DOCUMENT EXCERPT Block Start
It is common to be stung by honeybees, hornets, wasps, yellow jackets or you can be bitten by fire ant (they belong to the same venomous class of insects). Basically, the symptoms are the same: pain, redness, swelling and itching. Bee stings hurt because the insect has injected venom into your skin.
Depending on which insect stings you, your immediate response should be different. Hornets, wasps and yellow jackets normally remove their stingers after they hit your skin. As a result they can sting you repeatedly. If you encounter trouble with any of these insects your best bet is to try to get away to avoid further stings. The honeybee is the only one who dies after she stings. That’s because her stinger is barbed and she can’t extract it from your skin. So when she pulls away, she leaves behind her stinger and the stinger sac which contains venom. The stinger sac keeps pumping venom into your skin. If you get stung by a honey bee your first response should be to remove the stingers so that venom does not keep pumping into your skin.
Once you’ve been stung, there’s no antidote for bee venom and no way to draw the venom out of your skin. After being stung, first put an ice cube on the sting site to keep the swelling and pain down. Then apply a paste made from baking soda and water. If it continues to itch you can put calamine lotion on the sting. Finally, if you feel you are prone to severe local allergic reactions to stings you should use an over the counter antihistamine, such as Benadryl. If the reaction persists elevate the stung arm, leg or other body part so that gravity helps fluid leave the area.
People who are allergic to bee venom can develop serious life-threatening reactions to a sting so those individuals should seek appropriate medical attention following a sting.
DOCUMENT EXCERPT Block End
* _EXERCISE INSTRUCTIONS_:
From the insect-sting passage above, extract word for word the part that starts at "Depending on which" and stops after "pumping into your skin.".
EXTRACTED RECORDS Block Start
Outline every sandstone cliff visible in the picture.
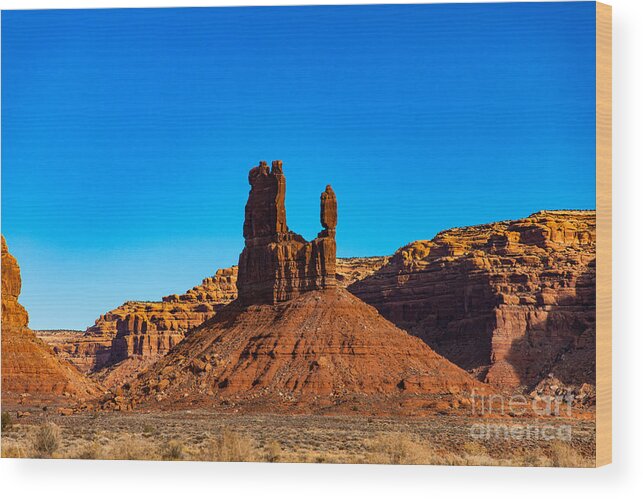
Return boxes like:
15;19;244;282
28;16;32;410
348;211;596;394
237;161;337;304
41;257;388;386
118;162;486;413
2;236;99;405
121;288;486;414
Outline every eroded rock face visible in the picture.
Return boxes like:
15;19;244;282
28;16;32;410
237;161;337;305
42;257;389;380
2;236;98;405
69;267;237;372
121;288;485;414
115;166;486;414
348;211;596;394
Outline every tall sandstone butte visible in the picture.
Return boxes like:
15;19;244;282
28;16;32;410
119;161;487;414
237;161;337;304
2;236;98;405
348;210;596;403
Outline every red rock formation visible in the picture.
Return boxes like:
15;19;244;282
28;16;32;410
123;288;485;414
237;161;337;304
349;211;595;398
41;257;388;378
2;236;98;405
118;162;485;413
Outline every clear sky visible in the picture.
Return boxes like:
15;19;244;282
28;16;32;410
2;2;595;329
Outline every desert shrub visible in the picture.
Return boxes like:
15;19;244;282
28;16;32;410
161;440;184;461
265;440;281;463
462;441;487;456
550;441;590;468
204;428;256;462
368;433;439;464
2;411;13;431
31;423;61;458
2;444;27;458
106;435;158;461
73;440;103;459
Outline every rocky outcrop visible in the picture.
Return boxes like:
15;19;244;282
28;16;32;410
348;211;595;390
118;162;486;414
44;257;388;378
237;161;337;304
335;256;390;288
121;288;485;414
2;236;99;405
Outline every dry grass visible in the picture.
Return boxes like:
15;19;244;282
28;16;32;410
550;441;593;468
201;428;260;462
30;423;61;458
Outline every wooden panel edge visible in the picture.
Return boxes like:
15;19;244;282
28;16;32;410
596;2;612;466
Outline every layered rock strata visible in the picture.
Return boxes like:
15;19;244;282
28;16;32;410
118;162;485;413
348;211;596;391
2;236;99;405
237;161;337;304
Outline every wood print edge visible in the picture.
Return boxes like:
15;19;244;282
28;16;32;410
596;2;612;466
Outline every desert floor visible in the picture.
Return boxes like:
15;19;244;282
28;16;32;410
2;411;595;467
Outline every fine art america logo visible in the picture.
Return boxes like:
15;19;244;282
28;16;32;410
469;390;573;442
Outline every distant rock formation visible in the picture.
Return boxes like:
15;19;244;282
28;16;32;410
122;288;487;414
348;211;596;402
40;257;389;386
237;161;337;305
2;236;99;407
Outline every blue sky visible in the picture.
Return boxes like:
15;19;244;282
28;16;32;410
2;2;595;329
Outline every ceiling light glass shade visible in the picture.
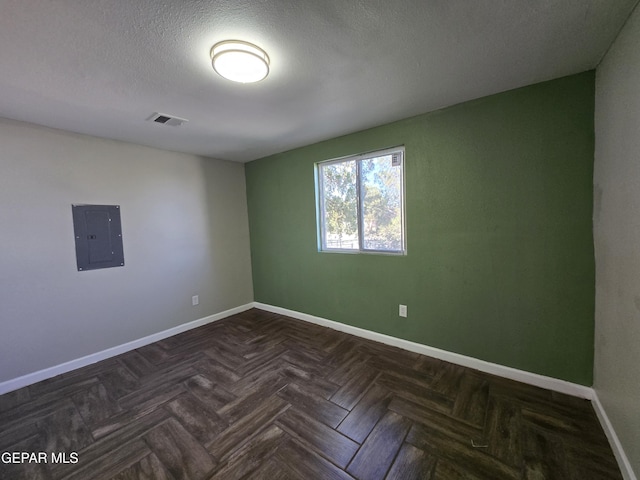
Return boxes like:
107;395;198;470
211;40;269;83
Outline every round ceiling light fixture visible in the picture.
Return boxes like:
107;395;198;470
210;40;269;83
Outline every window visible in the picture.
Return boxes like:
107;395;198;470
316;147;405;254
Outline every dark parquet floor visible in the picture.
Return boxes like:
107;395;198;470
0;310;622;480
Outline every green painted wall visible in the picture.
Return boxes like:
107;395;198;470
245;72;594;385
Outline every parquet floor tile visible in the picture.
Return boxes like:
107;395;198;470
0;309;622;480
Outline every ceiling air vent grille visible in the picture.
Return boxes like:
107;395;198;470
147;113;189;127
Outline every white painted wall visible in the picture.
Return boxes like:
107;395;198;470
0;119;253;383
593;3;640;475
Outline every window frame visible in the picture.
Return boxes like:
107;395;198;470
314;145;407;256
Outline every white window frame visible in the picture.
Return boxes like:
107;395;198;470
315;145;407;255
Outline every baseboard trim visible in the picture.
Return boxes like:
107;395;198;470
253;302;594;400
591;390;638;480
0;303;254;395
253;302;638;480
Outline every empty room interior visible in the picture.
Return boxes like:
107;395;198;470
0;0;640;480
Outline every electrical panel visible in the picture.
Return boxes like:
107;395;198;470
71;205;124;271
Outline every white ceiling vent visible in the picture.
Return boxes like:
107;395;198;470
147;113;189;127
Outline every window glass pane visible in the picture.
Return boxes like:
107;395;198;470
321;161;360;250
360;155;403;252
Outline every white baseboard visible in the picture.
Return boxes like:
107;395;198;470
0;303;253;395
591;390;637;480
253;302;594;400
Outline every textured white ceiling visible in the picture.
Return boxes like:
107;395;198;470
0;0;638;161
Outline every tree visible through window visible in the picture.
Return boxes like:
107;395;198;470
317;148;405;253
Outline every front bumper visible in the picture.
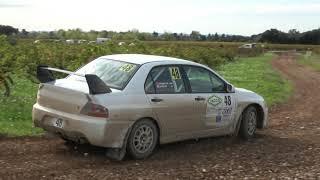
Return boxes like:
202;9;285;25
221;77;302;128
32;104;131;148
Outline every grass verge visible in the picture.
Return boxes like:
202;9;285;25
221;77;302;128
0;76;42;136
218;53;292;106
0;54;292;136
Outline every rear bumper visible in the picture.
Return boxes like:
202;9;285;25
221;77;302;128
32;104;131;148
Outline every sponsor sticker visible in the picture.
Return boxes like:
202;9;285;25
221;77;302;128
169;67;181;80
216;115;222;123
208;95;222;106
219;107;232;116
119;64;135;72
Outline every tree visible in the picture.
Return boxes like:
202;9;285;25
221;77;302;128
0;25;19;36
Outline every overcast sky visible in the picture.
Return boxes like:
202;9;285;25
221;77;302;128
0;0;320;35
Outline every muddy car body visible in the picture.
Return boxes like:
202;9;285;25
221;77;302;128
33;54;268;158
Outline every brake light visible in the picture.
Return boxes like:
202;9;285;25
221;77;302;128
80;102;109;118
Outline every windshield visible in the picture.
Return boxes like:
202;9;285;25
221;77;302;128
69;58;138;89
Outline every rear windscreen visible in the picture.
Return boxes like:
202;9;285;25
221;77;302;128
69;58;138;89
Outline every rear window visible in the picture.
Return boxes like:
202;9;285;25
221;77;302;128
69;58;138;89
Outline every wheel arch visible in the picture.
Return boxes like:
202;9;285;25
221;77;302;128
241;103;265;129
127;117;161;144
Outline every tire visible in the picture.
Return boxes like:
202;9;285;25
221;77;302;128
127;119;159;159
239;106;258;140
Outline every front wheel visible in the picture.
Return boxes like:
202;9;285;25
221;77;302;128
239;106;257;140
127;119;159;159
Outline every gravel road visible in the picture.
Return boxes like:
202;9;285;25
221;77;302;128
0;54;320;180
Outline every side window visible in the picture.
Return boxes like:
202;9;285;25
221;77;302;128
183;66;224;93
144;75;156;94
210;73;226;93
145;66;186;94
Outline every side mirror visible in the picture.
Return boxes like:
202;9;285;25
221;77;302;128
226;84;235;93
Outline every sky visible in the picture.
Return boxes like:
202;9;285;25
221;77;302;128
0;0;320;35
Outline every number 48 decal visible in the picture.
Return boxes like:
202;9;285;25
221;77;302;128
224;96;231;106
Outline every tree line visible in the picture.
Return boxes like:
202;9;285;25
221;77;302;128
0;25;320;45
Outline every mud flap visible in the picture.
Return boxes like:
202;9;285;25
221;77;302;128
232;114;242;137
106;126;132;161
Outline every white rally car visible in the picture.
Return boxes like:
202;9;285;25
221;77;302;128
33;54;268;159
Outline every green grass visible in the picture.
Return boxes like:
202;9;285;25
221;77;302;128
218;53;292;106
0;76;42;136
298;52;320;71
0;54;292;136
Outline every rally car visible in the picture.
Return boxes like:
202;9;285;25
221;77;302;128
33;54;268;159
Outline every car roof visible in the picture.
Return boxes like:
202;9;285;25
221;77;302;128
100;54;199;65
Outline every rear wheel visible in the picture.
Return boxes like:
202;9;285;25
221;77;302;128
127;119;159;159
239;106;258;140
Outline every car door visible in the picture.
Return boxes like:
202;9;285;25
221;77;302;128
183;66;236;130
145;65;200;136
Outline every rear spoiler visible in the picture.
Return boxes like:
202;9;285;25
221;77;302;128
37;65;111;94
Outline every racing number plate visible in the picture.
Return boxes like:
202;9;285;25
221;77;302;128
53;118;63;128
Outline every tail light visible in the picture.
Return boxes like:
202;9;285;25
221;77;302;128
80;102;109;118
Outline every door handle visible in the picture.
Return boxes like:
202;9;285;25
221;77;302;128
151;98;163;102
194;96;206;101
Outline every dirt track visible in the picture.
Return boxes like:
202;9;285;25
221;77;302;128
0;55;320;180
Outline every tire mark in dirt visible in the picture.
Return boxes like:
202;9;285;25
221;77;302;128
0;54;320;179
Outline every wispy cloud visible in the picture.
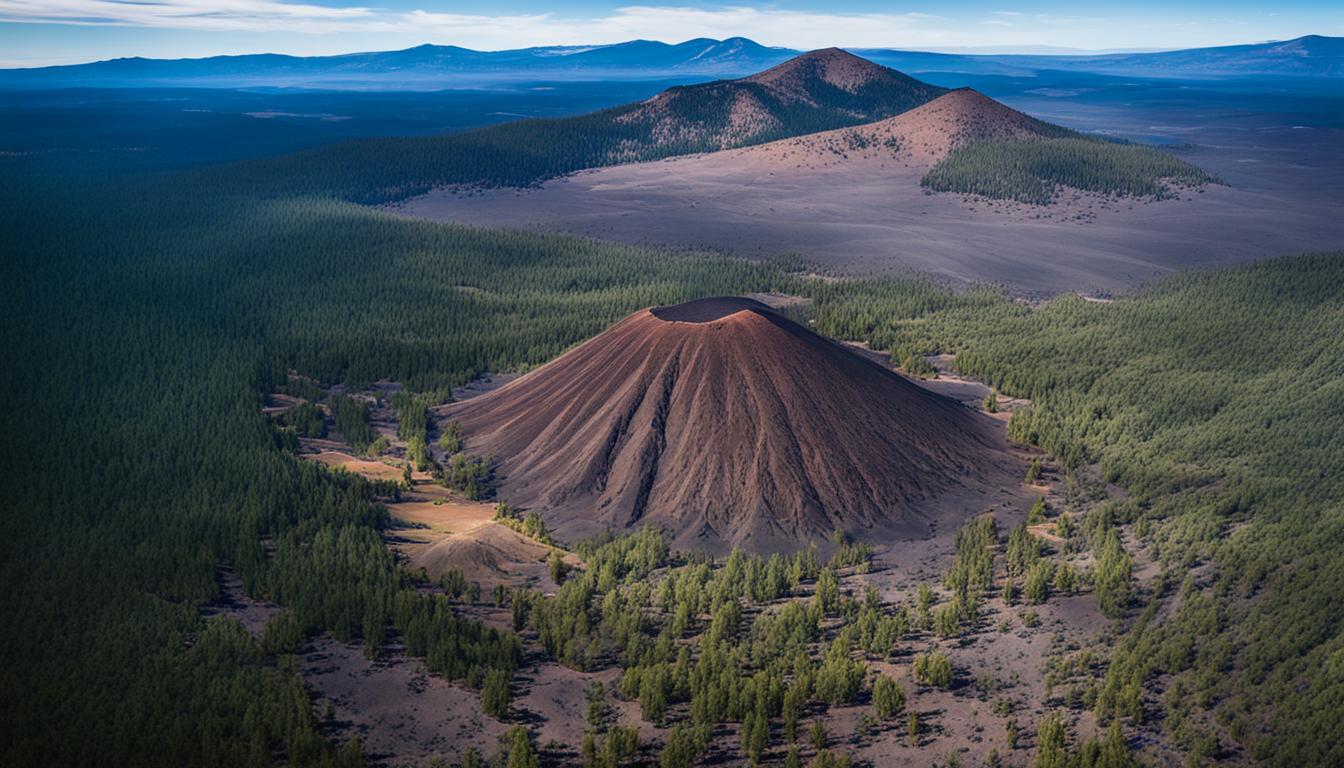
EXTRACTED RECORDS Block End
* _SOLUTION TO THIS PROBLEM_:
Depending on which insect stings you, your immediate response should be different. Hornets, wasps and yellow jackets normally remove their stingers after they hit your skin. As a result they can sting you repeatedly. If you encounter trouble with any of these insects your best bet is to try to get away to avoid further stings. The honeybee is the only one who dies after she stings. That’s because her stinger is barbed and she can’t extract it from your skin. So when she pulls away, she leaves behind her stinger and the stinger sac which contains venom. The stinger sac keeps pumping venom into your skin. If you get stung by a honey bee your first response should be to remove the stingers so that venom does not keep pumping into your skin.